Tasks to complete
(A) Extract the passage of the post on district reading scores between "Which districts are" and "hope to demonstrate.", inclusive.
(B) Answer these questions about the post on district reading scores:
(i) What percentage of 3rd graders does the district hope will meet ELA standards by 2027?
(ii) What does the name The74 refer to?
(iii) Which district is highlighted on the California chart?
(C) How would you carry on the post on district reading scores from its last sentence?

Text excerpt
= = =
Which districts are best at teaching students to read?
And how to adjust for demographic factors
Improving 3rd grade reading scores is one of the three goals set for the superintendent by the board. The district is hoping to have 70% of 3rd graders meeting ELA standards by 2027. When this goal was first announced, I described it as “Wayne’s Mission Impossible” so I haven’t been at all surprised by the district’s lack of progress.
A recent article in The74 (a nonprofit news site focused on education - the name refers to America’s 74 million children) attempted to answer the question of “which school districts do the best job of teaching kids to read?” The text of the article is well worth reading and I’ll have more to say about it later. But the underlying numerical analysis was slapdash. It’s possible to produce a much better analysis with not much work, as I hope to demonstrate.
Here’s the California chart from the article with San Francisco highlighted.
= = =
Items for bounding box labeling
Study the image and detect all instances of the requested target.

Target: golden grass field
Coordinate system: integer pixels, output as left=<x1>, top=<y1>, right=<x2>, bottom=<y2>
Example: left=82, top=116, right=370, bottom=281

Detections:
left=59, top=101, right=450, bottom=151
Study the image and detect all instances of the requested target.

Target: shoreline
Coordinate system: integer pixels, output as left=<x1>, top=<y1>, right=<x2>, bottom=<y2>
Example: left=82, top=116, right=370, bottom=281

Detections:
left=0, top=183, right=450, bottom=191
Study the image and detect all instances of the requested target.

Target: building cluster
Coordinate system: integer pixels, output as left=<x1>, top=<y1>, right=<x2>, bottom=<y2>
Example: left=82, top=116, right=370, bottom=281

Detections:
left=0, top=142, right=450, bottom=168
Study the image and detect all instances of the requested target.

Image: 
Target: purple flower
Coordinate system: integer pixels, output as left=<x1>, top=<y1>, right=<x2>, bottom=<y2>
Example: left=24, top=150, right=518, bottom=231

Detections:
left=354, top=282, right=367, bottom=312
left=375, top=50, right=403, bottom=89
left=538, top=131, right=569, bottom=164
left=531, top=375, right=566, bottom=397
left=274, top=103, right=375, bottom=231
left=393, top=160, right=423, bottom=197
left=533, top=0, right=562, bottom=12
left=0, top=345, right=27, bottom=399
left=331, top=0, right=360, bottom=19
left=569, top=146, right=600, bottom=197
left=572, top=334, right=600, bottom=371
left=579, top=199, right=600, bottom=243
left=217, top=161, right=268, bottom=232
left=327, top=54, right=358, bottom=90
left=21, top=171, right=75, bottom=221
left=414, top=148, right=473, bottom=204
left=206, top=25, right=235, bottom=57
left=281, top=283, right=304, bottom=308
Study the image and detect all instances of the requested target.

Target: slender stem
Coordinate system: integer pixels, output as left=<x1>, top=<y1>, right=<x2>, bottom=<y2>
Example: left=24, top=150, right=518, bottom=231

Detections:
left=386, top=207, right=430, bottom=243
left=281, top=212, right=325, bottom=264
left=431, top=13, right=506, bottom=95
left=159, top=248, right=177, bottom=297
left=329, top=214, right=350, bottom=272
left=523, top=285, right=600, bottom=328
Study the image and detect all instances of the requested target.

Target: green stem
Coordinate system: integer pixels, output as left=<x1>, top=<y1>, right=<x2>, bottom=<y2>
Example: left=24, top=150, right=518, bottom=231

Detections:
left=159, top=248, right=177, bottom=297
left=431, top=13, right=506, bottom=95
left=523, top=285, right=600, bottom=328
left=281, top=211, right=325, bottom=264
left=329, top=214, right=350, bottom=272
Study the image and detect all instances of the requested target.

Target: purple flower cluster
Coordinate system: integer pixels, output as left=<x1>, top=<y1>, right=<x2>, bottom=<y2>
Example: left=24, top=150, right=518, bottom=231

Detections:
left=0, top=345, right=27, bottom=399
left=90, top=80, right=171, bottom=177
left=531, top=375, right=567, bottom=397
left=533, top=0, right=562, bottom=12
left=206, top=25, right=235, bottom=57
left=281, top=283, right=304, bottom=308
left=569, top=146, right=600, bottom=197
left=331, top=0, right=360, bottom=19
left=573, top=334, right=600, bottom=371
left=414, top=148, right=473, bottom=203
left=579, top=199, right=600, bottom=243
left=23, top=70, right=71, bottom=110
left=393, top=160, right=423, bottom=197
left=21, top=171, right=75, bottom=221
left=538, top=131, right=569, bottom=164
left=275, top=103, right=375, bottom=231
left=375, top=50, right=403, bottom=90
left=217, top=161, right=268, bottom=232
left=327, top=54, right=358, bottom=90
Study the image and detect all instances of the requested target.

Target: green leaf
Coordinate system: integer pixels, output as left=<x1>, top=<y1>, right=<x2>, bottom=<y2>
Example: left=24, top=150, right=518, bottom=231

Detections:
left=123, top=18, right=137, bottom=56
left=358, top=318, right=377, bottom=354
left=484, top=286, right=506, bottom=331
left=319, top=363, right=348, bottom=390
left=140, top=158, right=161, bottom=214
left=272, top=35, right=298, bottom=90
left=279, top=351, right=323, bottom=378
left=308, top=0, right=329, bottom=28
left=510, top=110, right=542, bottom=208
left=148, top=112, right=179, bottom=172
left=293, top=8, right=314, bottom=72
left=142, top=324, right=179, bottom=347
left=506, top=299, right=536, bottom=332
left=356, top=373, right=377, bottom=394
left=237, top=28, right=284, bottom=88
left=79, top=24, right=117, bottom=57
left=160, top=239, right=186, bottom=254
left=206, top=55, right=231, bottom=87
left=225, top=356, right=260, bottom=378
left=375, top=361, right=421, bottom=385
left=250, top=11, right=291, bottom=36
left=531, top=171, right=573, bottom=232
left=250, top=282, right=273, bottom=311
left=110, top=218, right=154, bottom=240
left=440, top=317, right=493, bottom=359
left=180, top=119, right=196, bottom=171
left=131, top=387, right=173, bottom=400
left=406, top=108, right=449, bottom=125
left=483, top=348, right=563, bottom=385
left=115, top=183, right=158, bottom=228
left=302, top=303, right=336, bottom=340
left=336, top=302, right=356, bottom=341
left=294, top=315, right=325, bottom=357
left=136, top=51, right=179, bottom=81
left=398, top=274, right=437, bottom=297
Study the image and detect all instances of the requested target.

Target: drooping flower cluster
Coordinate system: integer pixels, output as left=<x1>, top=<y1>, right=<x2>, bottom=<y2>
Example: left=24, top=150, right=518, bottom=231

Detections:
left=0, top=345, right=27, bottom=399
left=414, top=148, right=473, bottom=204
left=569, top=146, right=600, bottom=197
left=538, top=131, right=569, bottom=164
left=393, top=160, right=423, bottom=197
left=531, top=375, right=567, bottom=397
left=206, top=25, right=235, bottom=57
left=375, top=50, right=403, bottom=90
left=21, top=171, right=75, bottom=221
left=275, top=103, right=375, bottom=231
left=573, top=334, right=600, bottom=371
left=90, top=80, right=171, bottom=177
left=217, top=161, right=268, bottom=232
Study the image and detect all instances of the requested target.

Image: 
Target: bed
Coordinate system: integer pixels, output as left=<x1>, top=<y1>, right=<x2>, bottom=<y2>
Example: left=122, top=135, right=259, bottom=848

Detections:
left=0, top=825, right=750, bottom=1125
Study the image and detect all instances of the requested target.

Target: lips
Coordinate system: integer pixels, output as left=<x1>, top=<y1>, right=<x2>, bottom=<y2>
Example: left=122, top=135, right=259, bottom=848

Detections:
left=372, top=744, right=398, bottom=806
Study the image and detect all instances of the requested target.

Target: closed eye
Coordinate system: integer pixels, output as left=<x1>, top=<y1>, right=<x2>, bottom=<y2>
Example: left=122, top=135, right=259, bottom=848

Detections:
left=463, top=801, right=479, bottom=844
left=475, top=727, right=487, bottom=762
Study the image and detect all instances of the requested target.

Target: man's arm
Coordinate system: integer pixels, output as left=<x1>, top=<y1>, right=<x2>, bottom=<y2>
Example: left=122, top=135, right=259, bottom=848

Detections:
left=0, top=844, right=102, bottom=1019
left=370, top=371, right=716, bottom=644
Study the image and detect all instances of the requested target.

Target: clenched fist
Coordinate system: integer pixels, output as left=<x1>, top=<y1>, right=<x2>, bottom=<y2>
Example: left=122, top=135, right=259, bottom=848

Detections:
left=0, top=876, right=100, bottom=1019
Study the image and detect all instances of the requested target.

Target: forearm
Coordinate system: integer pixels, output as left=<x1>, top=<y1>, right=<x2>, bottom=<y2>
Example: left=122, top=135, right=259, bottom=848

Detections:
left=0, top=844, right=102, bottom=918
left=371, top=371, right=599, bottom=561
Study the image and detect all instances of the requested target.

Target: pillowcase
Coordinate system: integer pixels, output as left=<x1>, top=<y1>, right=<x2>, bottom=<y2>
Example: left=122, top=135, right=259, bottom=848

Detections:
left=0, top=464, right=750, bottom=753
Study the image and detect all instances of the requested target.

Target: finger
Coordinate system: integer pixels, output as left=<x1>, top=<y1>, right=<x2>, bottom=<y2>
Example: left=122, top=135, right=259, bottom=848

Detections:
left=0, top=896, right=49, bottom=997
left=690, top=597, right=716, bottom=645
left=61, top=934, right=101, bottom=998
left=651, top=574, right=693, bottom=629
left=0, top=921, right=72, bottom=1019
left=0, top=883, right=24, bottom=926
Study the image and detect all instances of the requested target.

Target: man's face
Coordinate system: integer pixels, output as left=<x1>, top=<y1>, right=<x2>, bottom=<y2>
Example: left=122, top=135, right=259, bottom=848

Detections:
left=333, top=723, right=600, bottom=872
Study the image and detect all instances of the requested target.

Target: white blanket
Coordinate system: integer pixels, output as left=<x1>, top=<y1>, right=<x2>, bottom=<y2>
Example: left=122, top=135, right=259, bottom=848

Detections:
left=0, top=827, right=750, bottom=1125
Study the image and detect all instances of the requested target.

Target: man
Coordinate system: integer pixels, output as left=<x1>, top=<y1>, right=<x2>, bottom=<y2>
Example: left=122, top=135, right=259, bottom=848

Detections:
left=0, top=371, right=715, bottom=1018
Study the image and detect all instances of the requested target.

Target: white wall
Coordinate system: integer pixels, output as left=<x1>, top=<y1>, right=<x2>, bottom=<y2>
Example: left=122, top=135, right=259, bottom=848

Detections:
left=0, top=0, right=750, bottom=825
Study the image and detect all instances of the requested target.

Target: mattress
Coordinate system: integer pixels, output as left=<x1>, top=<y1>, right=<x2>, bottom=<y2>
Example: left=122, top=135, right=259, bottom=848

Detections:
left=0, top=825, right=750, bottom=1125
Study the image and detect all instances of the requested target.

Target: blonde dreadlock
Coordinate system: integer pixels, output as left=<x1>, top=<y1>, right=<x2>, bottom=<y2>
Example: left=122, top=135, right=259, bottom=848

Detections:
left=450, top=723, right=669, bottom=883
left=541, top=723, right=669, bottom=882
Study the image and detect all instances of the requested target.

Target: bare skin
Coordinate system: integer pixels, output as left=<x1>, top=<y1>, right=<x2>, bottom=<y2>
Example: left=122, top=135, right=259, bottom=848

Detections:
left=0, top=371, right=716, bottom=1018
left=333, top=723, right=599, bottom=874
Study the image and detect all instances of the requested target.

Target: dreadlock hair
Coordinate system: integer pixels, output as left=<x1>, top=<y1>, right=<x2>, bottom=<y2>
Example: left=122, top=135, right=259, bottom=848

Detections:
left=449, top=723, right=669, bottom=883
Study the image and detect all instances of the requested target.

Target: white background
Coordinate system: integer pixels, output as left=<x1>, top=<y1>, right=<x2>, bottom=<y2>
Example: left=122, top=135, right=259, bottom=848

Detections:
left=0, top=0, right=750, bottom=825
= = =
Exercise answers
(A)
Which districts are best at teaching students to read?
And how to adjust for demographic factors
Improving 3rd grade reading scores is one of the three goals set for the superintendent by the board. The district is hoping to have 70% of 3rd graders meeting ELA standards by 2027. When this goal was first announced, I described it as “Wayne’s Mission Impossible” so I haven’t been at all surprised by the district’s lack of progress.
A recent article in The74 (a nonprofit news site focused on education - the name refers to America’s 74 million children) attempted to answer the question of “which school districts do the best job of teaching kids to read?” The text of the article is well worth reading and I’ll have more to say about it later. But the underlying numerical analysis was slapdash. It’s possible to produce a much better analysis with not much work, as I hope to demonstrate.

(B)
(i) 70%
(ii) America's 74 million children
(iii) San Francisco

(C)
Here’s my version of the same chart. It’s based on exactly the same data but the chart is not absolutely identical because there are multiple districts in California that share names (e.g. Mountain View Elementary) and the original chart mixed them up.
What the author did was compare the poverty rate1 in each district with the percentage of 3rd grade students who were proficient in reading (i.e. who met or exceeded standards on the SBAC ELA test). The red line in the chart is the line that best fits the data assuming that there is a linear relationship between poverty and reading proficiency rates. The line represents the predicted proficiency rate for each poverty rate. Districts above the red line do better than expected, given their poverty rates. The “exceptional” districts are the 5% who most outperform their predicted proficiency level. San Francisco lies right on the line, meaning that it does exactly as well as expected, no more, no less.
The R-squared of 0.466 is a measure of how good a fit the line is to the data. It means that 46.6% of all the observed variation in proficiency rates can be explained by the districts’ poverty rates. The author’s assumption is that the remaining 53.4% is due to the efforts of the districts. As we shall see, other demographic factors explain far more of the variation than 46.6% and this has the effect of completely changing which districts are identified as exceptional.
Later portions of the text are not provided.